START RECORDS SHOWN
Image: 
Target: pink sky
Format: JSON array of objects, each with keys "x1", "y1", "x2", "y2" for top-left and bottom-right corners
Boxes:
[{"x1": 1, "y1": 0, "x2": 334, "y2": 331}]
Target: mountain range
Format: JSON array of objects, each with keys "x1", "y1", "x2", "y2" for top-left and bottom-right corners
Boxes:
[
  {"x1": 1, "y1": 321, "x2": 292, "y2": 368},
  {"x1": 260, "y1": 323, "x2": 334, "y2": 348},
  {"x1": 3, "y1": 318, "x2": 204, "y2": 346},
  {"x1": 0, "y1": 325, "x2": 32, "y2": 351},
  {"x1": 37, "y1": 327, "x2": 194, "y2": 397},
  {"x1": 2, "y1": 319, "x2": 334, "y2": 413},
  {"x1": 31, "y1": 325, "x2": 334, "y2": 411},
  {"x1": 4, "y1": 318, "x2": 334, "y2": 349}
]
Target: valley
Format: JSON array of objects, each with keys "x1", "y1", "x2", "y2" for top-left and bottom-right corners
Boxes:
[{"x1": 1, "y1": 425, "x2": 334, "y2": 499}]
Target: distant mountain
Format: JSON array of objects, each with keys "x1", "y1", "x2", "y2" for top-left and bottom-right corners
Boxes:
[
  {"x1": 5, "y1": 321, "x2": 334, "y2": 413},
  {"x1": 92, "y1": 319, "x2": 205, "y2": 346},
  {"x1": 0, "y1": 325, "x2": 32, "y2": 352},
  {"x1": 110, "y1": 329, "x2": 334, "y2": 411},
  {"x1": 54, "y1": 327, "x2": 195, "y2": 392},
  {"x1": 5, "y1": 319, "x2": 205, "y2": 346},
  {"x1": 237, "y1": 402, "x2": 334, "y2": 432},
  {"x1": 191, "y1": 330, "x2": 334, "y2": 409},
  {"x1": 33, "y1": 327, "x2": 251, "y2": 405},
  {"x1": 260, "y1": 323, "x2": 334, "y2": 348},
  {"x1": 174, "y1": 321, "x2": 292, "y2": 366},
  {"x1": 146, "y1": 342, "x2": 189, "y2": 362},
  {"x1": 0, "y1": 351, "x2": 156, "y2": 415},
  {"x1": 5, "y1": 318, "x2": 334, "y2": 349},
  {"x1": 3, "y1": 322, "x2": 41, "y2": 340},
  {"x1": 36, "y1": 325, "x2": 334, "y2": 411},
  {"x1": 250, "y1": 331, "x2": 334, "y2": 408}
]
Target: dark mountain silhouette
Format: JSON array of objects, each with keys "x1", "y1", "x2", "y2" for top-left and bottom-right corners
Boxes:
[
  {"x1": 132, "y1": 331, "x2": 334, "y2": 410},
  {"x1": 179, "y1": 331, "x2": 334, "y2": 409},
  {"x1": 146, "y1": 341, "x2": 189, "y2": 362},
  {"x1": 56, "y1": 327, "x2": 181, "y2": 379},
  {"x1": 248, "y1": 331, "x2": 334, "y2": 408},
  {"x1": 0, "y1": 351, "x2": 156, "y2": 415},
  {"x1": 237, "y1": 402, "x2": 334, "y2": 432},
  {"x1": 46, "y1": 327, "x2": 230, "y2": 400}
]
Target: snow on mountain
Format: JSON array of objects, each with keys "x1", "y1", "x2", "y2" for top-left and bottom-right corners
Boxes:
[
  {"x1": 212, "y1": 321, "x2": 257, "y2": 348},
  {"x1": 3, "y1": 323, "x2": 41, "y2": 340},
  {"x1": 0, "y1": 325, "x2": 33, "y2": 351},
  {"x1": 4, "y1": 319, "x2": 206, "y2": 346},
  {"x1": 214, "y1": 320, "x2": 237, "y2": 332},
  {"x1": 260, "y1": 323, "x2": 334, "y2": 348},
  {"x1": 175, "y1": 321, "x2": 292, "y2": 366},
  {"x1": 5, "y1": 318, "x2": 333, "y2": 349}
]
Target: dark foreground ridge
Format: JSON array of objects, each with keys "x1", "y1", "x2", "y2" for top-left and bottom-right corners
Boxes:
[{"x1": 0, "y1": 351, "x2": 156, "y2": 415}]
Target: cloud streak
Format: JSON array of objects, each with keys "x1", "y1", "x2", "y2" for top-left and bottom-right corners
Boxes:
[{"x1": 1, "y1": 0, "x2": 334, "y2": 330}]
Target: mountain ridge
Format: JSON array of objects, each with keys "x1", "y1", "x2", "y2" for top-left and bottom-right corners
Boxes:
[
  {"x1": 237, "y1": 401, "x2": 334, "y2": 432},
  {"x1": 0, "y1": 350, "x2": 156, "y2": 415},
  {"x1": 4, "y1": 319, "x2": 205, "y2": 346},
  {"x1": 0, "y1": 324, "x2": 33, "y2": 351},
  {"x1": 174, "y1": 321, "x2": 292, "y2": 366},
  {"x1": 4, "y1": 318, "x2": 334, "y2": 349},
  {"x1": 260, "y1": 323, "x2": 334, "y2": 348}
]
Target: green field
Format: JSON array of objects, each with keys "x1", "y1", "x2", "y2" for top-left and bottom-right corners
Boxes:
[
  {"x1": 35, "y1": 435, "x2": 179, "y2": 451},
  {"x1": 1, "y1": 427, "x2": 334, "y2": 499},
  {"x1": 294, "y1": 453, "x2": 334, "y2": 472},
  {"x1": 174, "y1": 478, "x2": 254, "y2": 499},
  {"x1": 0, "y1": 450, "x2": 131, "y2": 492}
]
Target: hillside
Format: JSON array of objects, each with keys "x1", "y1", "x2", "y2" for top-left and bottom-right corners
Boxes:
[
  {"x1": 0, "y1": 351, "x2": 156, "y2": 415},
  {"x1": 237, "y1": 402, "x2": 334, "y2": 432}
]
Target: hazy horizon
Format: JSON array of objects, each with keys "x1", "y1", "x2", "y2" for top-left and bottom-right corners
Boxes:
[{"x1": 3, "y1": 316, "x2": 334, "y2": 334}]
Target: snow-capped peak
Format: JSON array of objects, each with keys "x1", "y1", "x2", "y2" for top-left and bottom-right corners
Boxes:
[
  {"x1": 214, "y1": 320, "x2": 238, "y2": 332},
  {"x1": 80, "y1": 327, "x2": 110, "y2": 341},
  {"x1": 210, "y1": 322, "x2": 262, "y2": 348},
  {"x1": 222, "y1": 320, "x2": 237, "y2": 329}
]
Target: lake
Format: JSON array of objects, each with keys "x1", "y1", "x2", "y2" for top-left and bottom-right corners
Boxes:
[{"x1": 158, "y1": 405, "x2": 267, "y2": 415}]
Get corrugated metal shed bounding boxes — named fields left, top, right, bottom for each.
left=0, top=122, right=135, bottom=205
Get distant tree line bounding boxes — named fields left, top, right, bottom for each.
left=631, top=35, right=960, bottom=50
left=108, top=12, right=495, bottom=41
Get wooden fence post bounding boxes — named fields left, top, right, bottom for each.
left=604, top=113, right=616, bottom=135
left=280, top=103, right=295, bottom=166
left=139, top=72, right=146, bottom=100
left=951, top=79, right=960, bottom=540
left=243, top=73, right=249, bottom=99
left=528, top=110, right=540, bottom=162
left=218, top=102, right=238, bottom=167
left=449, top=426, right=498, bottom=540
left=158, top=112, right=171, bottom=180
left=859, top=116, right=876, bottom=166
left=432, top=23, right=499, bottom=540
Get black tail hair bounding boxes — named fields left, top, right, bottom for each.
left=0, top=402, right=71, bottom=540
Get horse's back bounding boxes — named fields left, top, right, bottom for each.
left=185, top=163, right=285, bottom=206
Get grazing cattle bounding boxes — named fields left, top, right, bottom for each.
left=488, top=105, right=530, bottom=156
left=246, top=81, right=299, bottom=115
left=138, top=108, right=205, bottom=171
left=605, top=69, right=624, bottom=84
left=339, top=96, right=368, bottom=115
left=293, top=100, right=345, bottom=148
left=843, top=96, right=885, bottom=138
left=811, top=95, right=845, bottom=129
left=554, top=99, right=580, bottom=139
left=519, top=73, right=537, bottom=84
END RECORDS SHOWN
▶ **WORK TASK**
Copy each line above that has the word "mountain".

▶ **RESULT**
Target: mountain range
Target: distant mountain
Target: dark mountain silhouette
Target: snow on mountain
Target: mountain ridge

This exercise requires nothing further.